### THE PROBLEM:
Can you give the lines again from the start up to and including the line with "top-left (0, 516), bottom-right (168, 576)", changing "Output style" to "Answer format" and leaving everything else untouched?

**** RECORDS FOR THIS TASK

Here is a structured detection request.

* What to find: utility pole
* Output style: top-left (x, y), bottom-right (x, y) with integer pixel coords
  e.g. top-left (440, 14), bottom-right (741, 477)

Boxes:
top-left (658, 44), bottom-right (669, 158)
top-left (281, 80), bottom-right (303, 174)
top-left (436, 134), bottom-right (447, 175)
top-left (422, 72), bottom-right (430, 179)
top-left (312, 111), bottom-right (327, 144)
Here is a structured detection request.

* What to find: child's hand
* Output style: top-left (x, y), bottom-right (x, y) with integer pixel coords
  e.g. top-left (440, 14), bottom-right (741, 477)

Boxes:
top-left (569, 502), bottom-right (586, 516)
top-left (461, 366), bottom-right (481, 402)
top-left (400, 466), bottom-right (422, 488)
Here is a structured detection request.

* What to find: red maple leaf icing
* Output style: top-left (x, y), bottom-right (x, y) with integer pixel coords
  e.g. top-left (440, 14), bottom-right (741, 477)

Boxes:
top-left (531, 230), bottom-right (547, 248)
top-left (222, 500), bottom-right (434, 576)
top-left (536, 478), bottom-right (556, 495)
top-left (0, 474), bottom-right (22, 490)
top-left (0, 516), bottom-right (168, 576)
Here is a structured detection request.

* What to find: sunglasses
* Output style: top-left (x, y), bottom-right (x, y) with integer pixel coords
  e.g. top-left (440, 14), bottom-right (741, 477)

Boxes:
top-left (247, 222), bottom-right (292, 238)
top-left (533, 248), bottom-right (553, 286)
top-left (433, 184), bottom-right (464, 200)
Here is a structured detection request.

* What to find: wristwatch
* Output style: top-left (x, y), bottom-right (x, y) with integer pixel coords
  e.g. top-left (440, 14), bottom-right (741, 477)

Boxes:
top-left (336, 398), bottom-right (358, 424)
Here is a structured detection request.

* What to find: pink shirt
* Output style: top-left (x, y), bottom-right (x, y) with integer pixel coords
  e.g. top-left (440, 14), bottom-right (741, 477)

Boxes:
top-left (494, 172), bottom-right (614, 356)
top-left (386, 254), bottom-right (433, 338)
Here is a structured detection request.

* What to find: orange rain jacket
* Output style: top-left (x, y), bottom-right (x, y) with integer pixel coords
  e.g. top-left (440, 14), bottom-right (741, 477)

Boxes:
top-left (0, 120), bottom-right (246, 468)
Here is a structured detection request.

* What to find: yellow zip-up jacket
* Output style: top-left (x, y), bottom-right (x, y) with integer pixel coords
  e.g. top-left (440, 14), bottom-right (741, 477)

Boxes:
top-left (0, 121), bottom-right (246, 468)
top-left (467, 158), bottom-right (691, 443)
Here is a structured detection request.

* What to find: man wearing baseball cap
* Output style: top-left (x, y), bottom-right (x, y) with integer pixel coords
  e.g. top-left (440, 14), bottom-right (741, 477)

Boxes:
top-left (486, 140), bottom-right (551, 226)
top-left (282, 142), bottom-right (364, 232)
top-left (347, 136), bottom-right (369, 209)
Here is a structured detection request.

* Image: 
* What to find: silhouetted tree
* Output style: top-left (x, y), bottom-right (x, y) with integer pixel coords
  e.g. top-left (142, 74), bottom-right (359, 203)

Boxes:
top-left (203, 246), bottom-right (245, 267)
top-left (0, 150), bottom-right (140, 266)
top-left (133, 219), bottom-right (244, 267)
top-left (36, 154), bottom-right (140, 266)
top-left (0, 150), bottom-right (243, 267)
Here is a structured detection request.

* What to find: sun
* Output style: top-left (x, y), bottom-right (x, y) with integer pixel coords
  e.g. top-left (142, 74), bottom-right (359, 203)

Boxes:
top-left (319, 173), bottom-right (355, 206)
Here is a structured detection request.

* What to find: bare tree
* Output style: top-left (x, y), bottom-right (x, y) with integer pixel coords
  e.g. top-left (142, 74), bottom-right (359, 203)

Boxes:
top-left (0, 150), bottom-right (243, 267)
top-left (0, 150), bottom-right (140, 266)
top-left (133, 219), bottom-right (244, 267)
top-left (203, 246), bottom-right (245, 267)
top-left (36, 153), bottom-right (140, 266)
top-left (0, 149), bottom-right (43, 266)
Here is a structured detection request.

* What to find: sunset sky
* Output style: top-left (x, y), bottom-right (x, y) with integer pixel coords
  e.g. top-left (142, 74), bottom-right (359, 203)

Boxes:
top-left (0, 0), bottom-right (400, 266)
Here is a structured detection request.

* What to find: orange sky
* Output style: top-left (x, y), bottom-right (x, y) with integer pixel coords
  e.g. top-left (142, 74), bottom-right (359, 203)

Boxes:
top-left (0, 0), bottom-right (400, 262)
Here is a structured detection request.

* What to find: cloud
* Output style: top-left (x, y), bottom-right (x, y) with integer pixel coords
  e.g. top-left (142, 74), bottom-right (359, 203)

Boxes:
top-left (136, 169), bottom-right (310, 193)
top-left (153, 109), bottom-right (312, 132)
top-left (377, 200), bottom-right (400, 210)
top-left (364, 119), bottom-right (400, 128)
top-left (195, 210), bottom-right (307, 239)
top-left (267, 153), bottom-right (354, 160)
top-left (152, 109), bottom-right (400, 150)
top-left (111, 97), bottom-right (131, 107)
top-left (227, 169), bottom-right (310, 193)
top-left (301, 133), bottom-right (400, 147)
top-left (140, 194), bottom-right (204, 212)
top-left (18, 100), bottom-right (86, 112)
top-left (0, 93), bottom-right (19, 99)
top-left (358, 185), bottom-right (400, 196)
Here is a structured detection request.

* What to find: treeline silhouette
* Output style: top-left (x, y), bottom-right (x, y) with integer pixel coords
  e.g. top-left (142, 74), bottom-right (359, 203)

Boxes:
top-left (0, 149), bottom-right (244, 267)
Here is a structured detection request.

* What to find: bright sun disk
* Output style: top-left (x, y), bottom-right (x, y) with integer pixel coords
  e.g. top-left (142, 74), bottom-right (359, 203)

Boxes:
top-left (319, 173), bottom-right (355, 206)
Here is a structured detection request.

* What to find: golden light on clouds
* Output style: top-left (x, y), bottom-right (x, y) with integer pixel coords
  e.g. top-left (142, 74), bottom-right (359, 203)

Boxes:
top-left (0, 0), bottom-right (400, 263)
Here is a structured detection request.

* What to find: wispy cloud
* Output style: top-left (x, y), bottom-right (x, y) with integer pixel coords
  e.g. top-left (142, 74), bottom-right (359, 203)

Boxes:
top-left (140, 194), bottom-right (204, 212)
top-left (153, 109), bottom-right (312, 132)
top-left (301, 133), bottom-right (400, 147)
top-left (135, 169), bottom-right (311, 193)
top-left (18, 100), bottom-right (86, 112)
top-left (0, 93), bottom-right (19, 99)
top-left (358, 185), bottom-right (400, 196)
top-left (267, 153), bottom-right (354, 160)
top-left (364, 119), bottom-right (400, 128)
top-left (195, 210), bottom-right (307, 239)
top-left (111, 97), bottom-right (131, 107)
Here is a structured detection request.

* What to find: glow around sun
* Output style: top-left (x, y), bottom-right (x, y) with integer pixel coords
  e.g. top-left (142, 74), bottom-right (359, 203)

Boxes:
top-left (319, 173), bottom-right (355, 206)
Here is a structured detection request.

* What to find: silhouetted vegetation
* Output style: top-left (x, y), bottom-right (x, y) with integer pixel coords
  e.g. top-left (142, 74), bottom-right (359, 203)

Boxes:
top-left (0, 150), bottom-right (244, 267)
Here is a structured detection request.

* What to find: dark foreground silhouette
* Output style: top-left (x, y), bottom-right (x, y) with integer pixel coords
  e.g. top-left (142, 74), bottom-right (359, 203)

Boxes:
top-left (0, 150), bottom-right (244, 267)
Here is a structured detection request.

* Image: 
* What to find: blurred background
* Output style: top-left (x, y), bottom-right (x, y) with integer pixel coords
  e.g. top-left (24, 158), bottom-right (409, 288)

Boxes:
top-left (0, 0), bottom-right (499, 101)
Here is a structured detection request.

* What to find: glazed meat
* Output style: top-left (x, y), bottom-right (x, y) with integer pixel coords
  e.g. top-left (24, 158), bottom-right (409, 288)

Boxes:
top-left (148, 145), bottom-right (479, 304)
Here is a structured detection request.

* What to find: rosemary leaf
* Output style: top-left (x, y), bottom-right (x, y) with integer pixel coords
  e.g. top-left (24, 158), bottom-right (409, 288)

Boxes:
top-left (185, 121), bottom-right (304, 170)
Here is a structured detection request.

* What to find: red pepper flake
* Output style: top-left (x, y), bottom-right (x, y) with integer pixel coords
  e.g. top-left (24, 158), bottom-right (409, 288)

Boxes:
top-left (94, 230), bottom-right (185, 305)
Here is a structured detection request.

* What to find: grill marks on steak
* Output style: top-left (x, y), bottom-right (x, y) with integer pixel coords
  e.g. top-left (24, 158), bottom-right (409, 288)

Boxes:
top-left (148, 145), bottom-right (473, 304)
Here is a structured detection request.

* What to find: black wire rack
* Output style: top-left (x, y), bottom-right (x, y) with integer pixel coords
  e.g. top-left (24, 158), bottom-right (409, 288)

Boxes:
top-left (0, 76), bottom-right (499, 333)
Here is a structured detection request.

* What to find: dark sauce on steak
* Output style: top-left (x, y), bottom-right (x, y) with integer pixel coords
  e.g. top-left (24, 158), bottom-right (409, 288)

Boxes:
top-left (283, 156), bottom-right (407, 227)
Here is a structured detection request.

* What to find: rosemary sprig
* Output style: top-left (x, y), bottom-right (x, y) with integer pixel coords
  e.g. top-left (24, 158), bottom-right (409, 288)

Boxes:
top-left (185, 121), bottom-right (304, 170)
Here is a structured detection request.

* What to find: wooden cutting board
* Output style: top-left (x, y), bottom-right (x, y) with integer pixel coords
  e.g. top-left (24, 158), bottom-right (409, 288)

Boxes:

********

### FINISHED EXERCISE:
Here is a structured detection request.

* What to find: utility pole
* Answer format: top-left (x, y), bottom-right (x, y) with integer pixel coords
  e.g. top-left (440, 14), bottom-right (741, 477)

Boxes:
top-left (658, 44), bottom-right (669, 158)
top-left (281, 80), bottom-right (303, 174)
top-left (436, 134), bottom-right (447, 175)
top-left (422, 72), bottom-right (430, 179)
top-left (312, 111), bottom-right (327, 144)
Here is a structured detection request.

* What to find: child's hand
* Answer format: top-left (x, y), bottom-right (x, y) with integer pixel coords
  e.g. top-left (440, 14), bottom-right (741, 477)

Boxes:
top-left (569, 502), bottom-right (586, 516)
top-left (461, 366), bottom-right (481, 402)
top-left (400, 466), bottom-right (422, 488)
Here is a structured detection request.

* What to find: red maple leaf icing
* Answer format: top-left (x, y), bottom-right (x, y) with integer pixel coords
  e.g. top-left (440, 14), bottom-right (741, 477)

Boxes:
top-left (531, 230), bottom-right (547, 248)
top-left (222, 500), bottom-right (434, 576)
top-left (536, 478), bottom-right (556, 495)
top-left (0, 474), bottom-right (22, 490)
top-left (0, 516), bottom-right (168, 576)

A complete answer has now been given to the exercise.